- [Objectifs]:
**a)** Répondez à ces questions sur l'extrait consacré au syndicat du jeu vidéo :
(i) Sur quelle place parisienne se déroule la mobilisation ?
(ii) En quelle année le STJV a-t-il été créé ?
(iii) Quelles entreprises du secteur sont citées comme employeurs des manifestants ?
**b)** Poursuivez l'extrait sur le syndicat du jeu vidéo à partir de sa dernière phrase.
----- Extrait du document
Le drapeau rouge et noir siglé « STJV » intrigue alors que la place d’Italie à Paris se remplit de monde pour une deuxième grande journée de mobilisation contre la réforme des retraites.« Vous êtes quelle organisation ? » demande un homme aux couleurs de la CFDT. « On est le Syndicat des travailleuses et travailleurs du jeu vidéo », répond le porteur du drapeau.
Encore peu connu du grand public et des acteurs des mouvements sociaux, le STJV attire de nouveaux adhérents depuis sa création en 2017 et multiplie les actions ces derniers mois. Ils sont maintenant plusieurs dizaines de développeurs, designers, graphistes 3D, travaillant pour des fleurons du secteur, comme Ubisoft, Don’t Nod ou Gameloft, à rejoindre les manifestations contre la réforme des retraites.
----------
----- Données fournies
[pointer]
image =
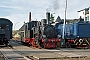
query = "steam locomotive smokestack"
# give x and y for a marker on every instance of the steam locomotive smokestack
(48, 17)
(29, 16)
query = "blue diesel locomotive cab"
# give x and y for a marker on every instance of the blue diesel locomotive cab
(75, 34)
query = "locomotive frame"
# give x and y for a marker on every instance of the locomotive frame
(33, 33)
(5, 31)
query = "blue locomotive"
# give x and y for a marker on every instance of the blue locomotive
(75, 34)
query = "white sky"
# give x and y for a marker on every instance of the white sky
(18, 10)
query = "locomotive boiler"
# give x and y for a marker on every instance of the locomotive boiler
(40, 34)
(76, 34)
(5, 31)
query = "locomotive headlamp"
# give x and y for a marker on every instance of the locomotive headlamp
(59, 36)
(44, 36)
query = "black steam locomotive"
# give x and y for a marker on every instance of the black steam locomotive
(5, 31)
(75, 34)
(40, 34)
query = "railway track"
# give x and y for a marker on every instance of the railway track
(8, 53)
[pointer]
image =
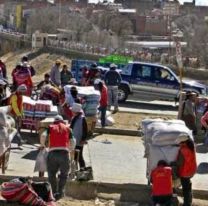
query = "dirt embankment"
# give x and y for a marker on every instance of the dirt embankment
(42, 63)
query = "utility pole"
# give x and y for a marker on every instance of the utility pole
(59, 12)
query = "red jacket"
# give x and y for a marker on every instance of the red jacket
(59, 136)
(16, 102)
(189, 166)
(162, 181)
(104, 97)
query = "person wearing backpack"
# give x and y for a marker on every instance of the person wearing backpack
(79, 128)
(60, 142)
(187, 166)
----------
- [Résultats]:
**a)**
(i) La place d'Italie.
(ii) En 2017.
(iii) Ubisoft, Don't Nod et Gameloft.

**b)**
« Le jeu vidéo est un secteur très peu syndiqué, peu politisé, mais d’énormes pas sont faits depuis quelques années », se félicite Frédéric* [1], développeur et l’un des cofondateurs du STJV. Le jeu vidéo a longtemps été un milieu à part, presque incompatible avec le syndicalisme.
« Nos patrons ne connaissent pas forcément la loi »
« C’est la première fois que je fais grève », explique Thomas*, designer de l’expérience utilisateur depuis juillet dernier dans un studio parisien. Il poursuivait ses études lorsque le STJV est né et s’est syndiqué dès qu’il a commencé à travailler. « Il y a une culture de la neutralité dans le jeu vidéo, cet esprit startup où on ne parle pas vraiment de politique, témoigne-t-il. Mais en fait, on est tous confrontés à un moment à de mauvais traitements, nos patrons ne connaissent pas forcément la loi et le fait d’en parler, ça aide à créer une conscience collective. »
À ses côtés, Julia*, 26 ans, graphiste 3D, voit d’un très bon œil la syndicalisation croissante du secteur.« C’est rassurant de savoir qu’on peut compter sur le STJV, et que des gens commencent à avoir cette conscience-là. Il y a des actions, des grèves, ça permet de libérer la parole sur les conditions de travail », se réjouit-elle.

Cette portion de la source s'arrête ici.